• _Problem to solve_
An exact copy of every entry is what's needed, so please transcribe them all.

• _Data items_
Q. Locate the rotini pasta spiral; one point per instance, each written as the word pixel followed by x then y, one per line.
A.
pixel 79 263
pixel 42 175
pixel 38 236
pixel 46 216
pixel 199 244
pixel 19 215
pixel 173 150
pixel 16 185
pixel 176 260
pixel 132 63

• _Exercise answer_
Q. Locate the rotini pasta spiral; one point per instance, each written as the word pixel followed by x then y, one per line.
A.
pixel 79 263
pixel 42 175
pixel 38 236
pixel 46 216
pixel 199 244
pixel 19 215
pixel 173 150
pixel 16 185
pixel 176 260
pixel 132 63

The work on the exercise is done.